**EXTRACTED INFORMATION:**
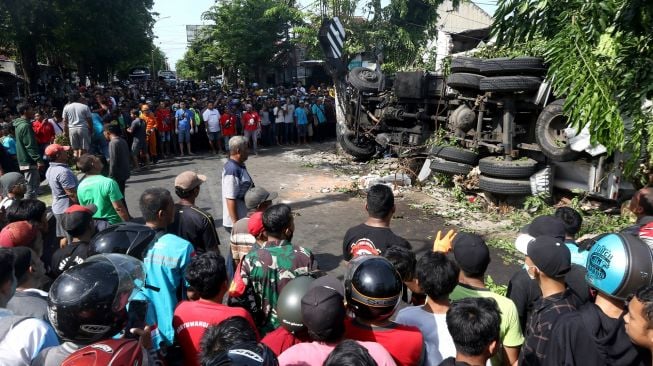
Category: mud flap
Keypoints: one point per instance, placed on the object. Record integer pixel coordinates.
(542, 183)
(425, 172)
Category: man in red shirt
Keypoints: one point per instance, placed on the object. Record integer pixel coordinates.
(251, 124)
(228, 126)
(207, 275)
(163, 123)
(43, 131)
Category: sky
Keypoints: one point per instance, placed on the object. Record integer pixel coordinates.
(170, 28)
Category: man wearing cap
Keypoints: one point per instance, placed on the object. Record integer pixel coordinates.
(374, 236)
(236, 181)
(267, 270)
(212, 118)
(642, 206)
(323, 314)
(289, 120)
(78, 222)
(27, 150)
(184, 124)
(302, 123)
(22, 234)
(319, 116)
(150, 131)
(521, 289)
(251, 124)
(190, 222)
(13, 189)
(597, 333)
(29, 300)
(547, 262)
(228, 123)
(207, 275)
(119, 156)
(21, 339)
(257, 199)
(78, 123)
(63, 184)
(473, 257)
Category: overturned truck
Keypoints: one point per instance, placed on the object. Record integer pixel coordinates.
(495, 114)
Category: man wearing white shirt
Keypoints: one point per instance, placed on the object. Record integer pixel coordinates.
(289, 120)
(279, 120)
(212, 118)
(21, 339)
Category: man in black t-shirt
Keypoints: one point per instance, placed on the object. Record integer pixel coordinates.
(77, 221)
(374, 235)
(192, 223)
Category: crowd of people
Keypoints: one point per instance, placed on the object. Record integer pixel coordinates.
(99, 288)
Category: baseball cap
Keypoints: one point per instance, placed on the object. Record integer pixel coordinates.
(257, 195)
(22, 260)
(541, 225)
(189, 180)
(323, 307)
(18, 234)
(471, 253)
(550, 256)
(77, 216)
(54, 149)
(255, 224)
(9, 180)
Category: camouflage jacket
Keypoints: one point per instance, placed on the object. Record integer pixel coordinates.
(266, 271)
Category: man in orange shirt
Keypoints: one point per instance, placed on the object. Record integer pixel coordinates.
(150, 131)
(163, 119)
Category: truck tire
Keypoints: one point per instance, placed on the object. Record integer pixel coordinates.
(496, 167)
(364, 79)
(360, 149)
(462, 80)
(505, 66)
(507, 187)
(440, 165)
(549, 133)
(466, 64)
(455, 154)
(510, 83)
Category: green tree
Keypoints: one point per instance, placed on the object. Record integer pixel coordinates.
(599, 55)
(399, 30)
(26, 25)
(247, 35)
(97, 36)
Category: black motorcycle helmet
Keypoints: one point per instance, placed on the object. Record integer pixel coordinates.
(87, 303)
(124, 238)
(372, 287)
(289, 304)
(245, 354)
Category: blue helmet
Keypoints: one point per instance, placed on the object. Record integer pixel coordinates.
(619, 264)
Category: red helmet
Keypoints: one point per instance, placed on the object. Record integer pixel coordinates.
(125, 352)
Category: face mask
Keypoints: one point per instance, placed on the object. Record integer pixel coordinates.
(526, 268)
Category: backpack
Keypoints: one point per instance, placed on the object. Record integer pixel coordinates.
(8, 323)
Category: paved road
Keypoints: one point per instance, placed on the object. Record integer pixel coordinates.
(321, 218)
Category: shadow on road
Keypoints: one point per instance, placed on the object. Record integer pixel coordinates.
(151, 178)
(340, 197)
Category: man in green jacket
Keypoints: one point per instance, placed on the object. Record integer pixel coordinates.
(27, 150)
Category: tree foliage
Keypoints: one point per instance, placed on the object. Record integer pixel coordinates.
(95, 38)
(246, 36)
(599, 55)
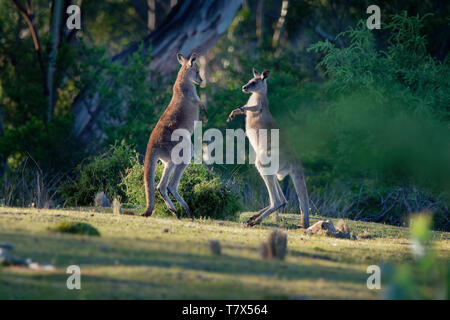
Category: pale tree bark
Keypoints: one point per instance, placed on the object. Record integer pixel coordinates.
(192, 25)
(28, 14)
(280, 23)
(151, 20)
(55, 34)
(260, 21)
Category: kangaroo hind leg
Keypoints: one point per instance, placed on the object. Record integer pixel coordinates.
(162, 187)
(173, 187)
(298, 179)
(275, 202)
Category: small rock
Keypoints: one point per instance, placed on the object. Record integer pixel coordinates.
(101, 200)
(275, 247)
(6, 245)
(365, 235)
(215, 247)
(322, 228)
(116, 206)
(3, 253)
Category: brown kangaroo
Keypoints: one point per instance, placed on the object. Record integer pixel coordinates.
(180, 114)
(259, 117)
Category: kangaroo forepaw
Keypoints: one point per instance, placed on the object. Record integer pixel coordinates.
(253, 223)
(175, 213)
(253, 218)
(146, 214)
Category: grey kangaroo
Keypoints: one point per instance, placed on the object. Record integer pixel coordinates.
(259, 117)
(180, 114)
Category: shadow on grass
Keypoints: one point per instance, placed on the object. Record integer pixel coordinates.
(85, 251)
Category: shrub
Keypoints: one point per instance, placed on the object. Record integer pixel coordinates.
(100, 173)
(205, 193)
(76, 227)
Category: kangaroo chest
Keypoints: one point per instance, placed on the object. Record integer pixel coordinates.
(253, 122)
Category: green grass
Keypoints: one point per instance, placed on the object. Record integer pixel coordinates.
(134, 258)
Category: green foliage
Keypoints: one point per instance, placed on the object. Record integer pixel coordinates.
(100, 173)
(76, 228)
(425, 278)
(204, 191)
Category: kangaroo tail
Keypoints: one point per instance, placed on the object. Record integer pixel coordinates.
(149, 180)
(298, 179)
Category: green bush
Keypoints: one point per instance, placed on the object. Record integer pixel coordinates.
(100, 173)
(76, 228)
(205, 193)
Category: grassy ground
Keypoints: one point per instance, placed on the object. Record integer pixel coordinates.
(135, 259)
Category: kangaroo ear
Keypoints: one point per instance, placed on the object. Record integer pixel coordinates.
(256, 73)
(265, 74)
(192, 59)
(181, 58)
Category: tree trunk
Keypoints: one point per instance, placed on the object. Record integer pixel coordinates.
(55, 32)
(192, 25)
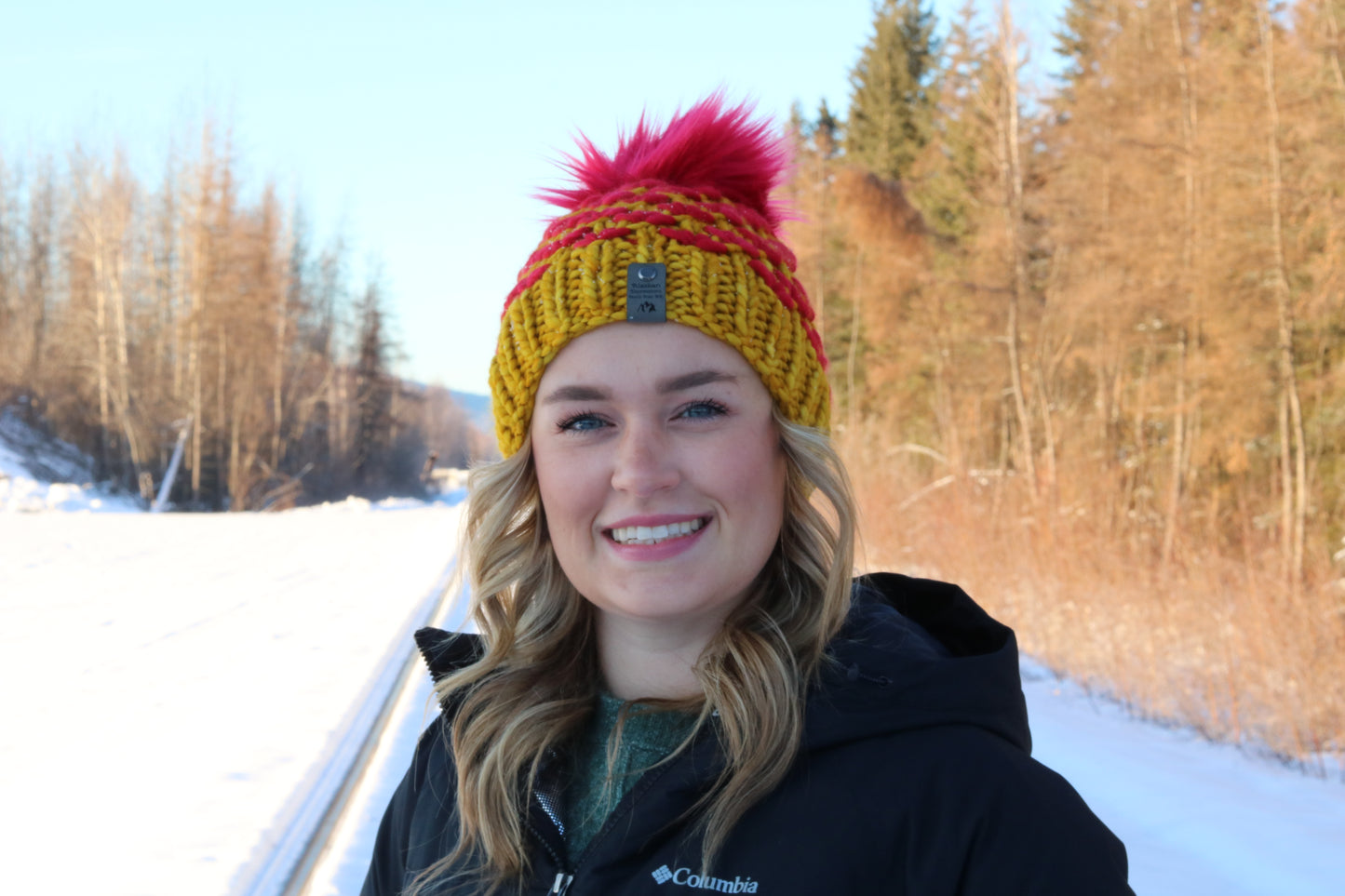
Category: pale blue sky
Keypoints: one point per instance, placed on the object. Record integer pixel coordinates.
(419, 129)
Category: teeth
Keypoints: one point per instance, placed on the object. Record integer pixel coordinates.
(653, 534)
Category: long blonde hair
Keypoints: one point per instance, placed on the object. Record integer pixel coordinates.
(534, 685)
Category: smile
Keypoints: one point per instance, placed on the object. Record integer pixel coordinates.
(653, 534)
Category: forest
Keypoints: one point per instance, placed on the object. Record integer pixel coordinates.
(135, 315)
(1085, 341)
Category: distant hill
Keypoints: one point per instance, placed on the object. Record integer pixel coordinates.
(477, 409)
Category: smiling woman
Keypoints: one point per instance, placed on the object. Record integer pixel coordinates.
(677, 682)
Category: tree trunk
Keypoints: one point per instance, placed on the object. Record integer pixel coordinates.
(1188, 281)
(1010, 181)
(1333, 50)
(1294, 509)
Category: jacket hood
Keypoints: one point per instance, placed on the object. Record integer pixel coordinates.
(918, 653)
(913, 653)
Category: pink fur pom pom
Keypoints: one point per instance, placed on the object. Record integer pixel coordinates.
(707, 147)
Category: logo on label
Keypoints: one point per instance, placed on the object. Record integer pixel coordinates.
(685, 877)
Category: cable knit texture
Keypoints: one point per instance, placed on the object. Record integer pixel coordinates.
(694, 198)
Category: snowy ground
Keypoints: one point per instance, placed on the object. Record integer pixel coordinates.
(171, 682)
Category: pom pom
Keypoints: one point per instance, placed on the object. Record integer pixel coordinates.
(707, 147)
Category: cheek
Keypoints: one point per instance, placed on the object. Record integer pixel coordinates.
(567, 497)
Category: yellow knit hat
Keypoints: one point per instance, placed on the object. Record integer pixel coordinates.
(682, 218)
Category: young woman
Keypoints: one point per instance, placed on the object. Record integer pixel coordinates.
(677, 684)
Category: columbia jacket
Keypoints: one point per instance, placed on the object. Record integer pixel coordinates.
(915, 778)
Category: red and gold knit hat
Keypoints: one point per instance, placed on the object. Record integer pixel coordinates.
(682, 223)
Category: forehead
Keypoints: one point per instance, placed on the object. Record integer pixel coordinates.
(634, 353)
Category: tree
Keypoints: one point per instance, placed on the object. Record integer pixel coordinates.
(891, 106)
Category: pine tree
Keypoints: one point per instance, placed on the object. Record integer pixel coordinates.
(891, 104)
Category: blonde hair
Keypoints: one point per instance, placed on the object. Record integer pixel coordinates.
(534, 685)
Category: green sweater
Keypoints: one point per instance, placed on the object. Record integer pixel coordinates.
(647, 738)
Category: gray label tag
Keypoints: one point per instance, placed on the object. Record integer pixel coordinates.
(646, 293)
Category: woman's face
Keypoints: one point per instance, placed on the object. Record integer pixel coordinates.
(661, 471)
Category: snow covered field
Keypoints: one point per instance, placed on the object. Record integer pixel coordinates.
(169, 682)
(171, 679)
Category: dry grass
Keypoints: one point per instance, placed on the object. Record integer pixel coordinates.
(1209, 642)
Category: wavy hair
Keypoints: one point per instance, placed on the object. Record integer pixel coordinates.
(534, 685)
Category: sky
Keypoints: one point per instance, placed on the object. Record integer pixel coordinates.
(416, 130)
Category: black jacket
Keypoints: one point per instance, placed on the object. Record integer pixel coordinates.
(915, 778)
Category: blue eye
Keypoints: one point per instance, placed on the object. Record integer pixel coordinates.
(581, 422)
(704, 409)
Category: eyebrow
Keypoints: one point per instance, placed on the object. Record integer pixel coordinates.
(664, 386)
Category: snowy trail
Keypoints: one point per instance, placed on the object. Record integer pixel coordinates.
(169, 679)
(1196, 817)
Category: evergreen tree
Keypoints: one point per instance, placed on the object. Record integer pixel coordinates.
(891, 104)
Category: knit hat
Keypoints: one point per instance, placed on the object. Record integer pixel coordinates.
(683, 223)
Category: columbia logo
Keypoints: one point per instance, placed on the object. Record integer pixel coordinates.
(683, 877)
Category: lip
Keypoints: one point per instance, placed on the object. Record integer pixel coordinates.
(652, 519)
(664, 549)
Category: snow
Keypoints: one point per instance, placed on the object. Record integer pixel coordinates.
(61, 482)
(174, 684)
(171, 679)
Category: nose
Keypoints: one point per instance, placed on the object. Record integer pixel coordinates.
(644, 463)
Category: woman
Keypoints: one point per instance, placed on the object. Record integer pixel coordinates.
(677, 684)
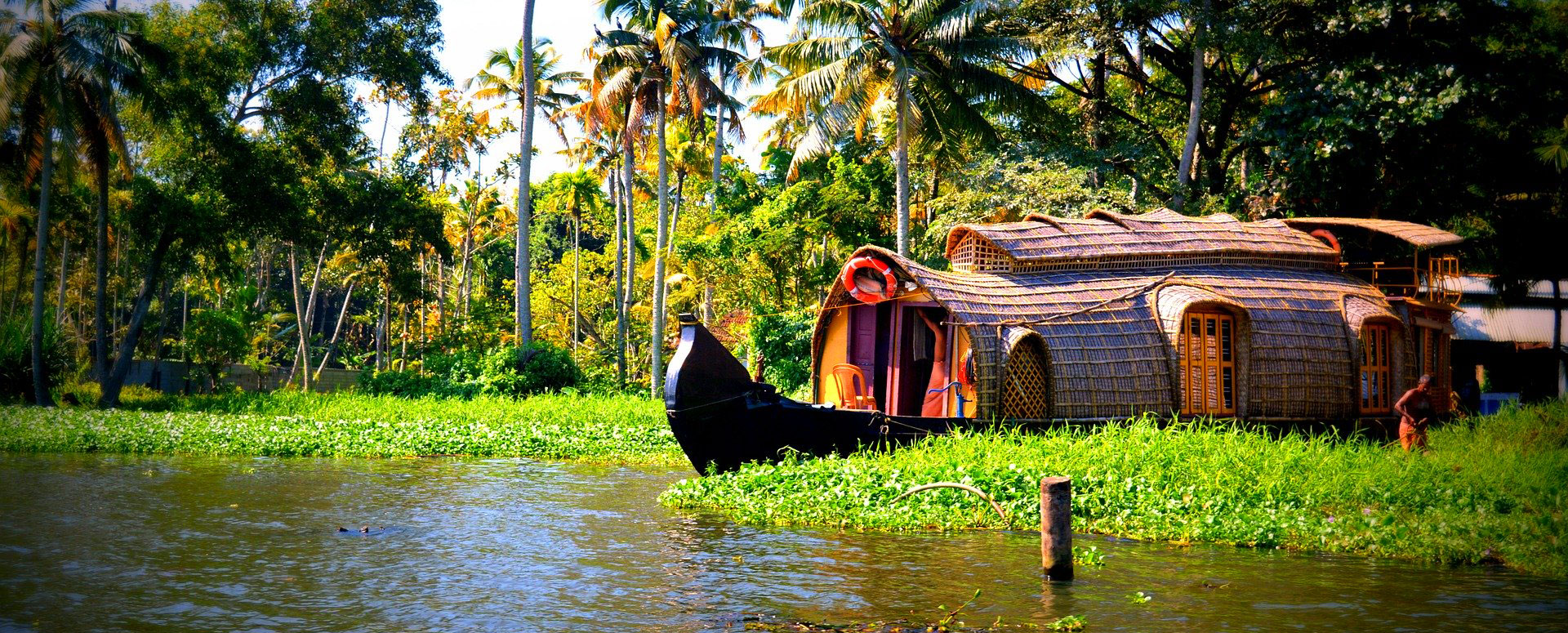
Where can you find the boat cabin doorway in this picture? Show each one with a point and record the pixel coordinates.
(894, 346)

**REQUIRED WORK:**
Repeat exactly the lines from the one containing "Category: eyebrow" through the last line of the records above, both included, and leave out the pictures.

**OUTPUT OF THE EXERCISE:**
Category: eyebrow
Keypoints: one point per instance, placed on the object. Record integer pixel coordinates.
(664, 386)
Category: snowy trail
Keypoints: one point per instance, placed on the object. Record integer pixel coordinates.
(169, 679)
(1196, 817)
Category: evergreen tree
Keypoints: one point per instance, placed on the object. Record integer pixel coordinates.
(891, 104)
Category: knit hat
Keypoints: one point per instance, placed on the object. Record integer pixel coordinates.
(683, 223)
Category: columbia logo
Keypoints: one point per instance, placed on the object. Record integer pixel coordinates.
(683, 877)
Category: lip
Keypoints: one point per instance, placed on the object. Record integer pixel coordinates.
(652, 519)
(664, 549)
Category: snow
Keypoints: one point per instance, placed on the object. Record integer pixel coordinates.
(61, 482)
(174, 684)
(171, 679)
Category: nose
Keypoints: one point per instance, placed on the object. Record integer pixel coordinates.
(644, 463)
Category: woman
Keypoints: one point per instance, placed on the object. Record integer pixel coordinates.
(677, 684)
Where can you find the boat cabin doorway in this picture? Show each one with a point and record the pixel coordinates.
(894, 346)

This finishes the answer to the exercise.